Bug #89420 Enforcing C++03 mode in non debug builds
Submitted: 25 Jan 16:31 Modified: 12 Mar 8:10
Reporter: Zsolt Parragi (OCA) Email Updates:
Status: Verified Impact on me:
None 
Category:MySQL Server: Compiling Severity:S3 (Non-critical)
Version:5.5, 5.6, 5.7 OS:Any
Assigned to: CPU Architecture:Any
Tags: Contribution

[25 Jan 16:31] Zsolt Parragi
Description:
5.7 contains the following in cmake/build_configurations/compiler_options.cmake:

    IF(GXX_VERSION VERSION_EQUAL 6.0 OR GXX_VERSION VERSION_GREATER 6.0)
      SET(COMMON_CXX_FLAGS             "${COMMON_CXX_FLAGS} -std=gnu++03")
    ENDIF()

For 5.5 and 5.7, I can't find anything similar.

This basically means, that when using new gcc versions for debug and relwithdebinfo builds, MySQL is built in C++03 mode with gcc extensions. When using release builds, or when using different compilers (e.g. clang), it's built in the compiler's default mode (C++14 by default for newer compilers)

INFORMATION PROVIDED:
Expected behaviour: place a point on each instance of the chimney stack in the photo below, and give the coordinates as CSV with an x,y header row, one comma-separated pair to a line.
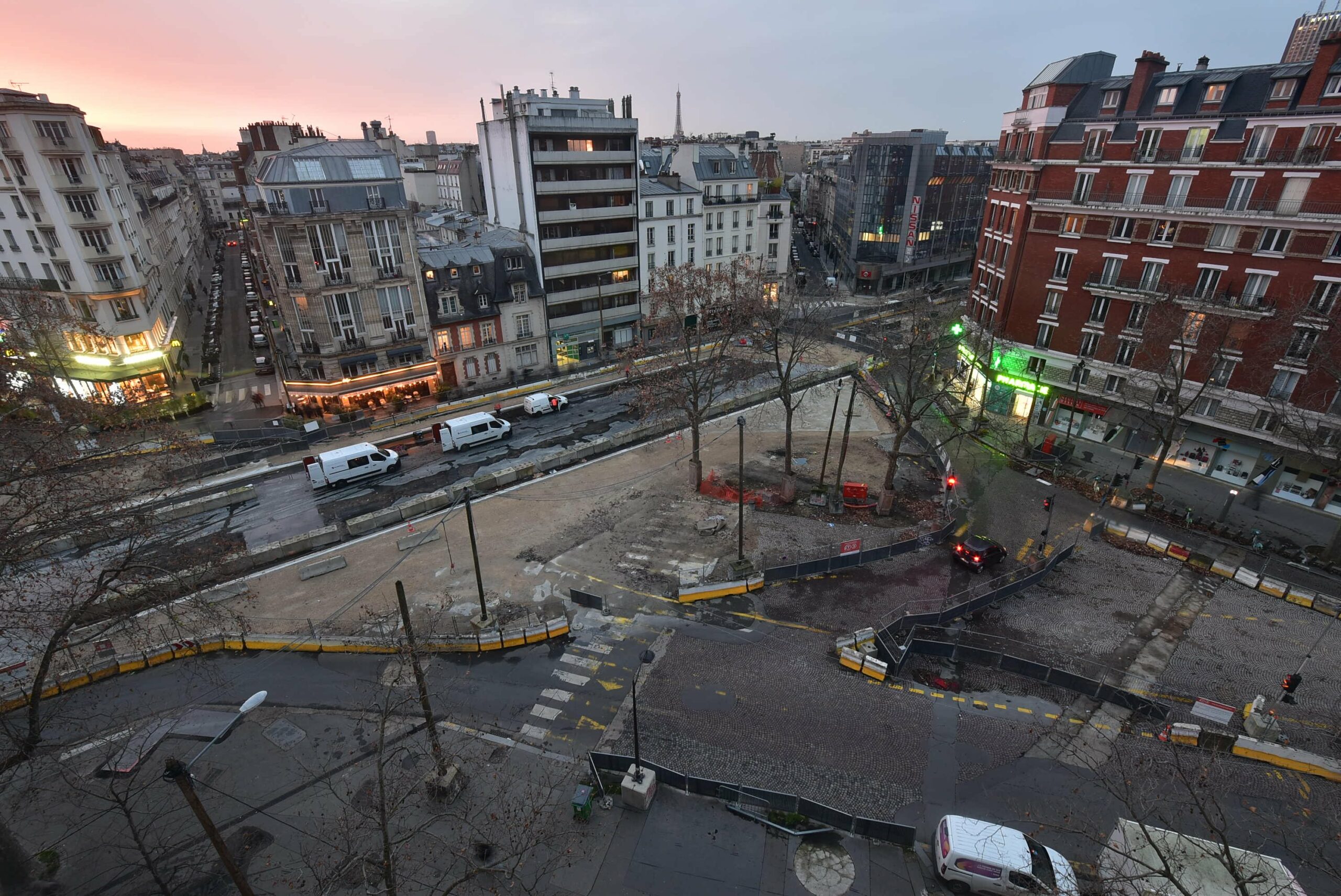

EXERCISE TASKS:
1: Reproduce the part of the bug report from "[25 Jan 16:31]" to "GXX_VERSION VERSION_GREATER 6.0)".
2: Answer these questions using the bug report:
(a) What severity does the report carry?
(b) In which file does 5.7 contain the quoted compiler setting?
(c) What default mode does the report give for newer compilers?
3: Extend the bug report with the next part, picking up after its final sentence.

TASK-BY-TASK OUTPUTS:
1:
[25 Jan 16:31] Zsolt Parragi
Description:
5.7 contains the following in cmake/build_configurations/compiler_options.cmake:

    IF(GXX_VERSION VERSION_EQUAL 6.0 OR GXX_VERSION VERSION_GREATER 6.0)

2:
(a) S3 (Non-critical)
(b) cmake/build_configurations/compiler_options.cmake
(c) C++14

3:
I think using different C++ standards for debug and release builds is problematic, as it could result in semantic differences. Especially since even the reldebinfo build is built with a different standard than the release build, which means that basically any debugging happens compiled with a different standard.

Instead of enforcing the standard only on linux using a manually specified flag, the standard CMake variable, CMAKE_CXX_STANDARD could be used for any compilers:

SET(CMAKE_CXX_STANDARD 98)

If MySQL really needs the gnu03 variant for some reason, it could be specified for linux builds:

SET(CMAKE_CXX98_EXTENSION_COMPILE_OPTION -std=gnu++03)

While this variable is only supported in CMake 3.1+, I think it is unlikely that somebody would use an older cmake with gcc 6 or newer.

How to repeat:
Compile mysql with a new gcc/clang version
[13 Feb 10:48] Zsolt Parragi
Use the same c++ standard mode on all linux builds

(*) I confirm the code being submitted is offered under the terms of the OCA, and that I am authorized to contribute it.

Contribution: cpp-standard.diff (text/x-patch), 4.75 KiB.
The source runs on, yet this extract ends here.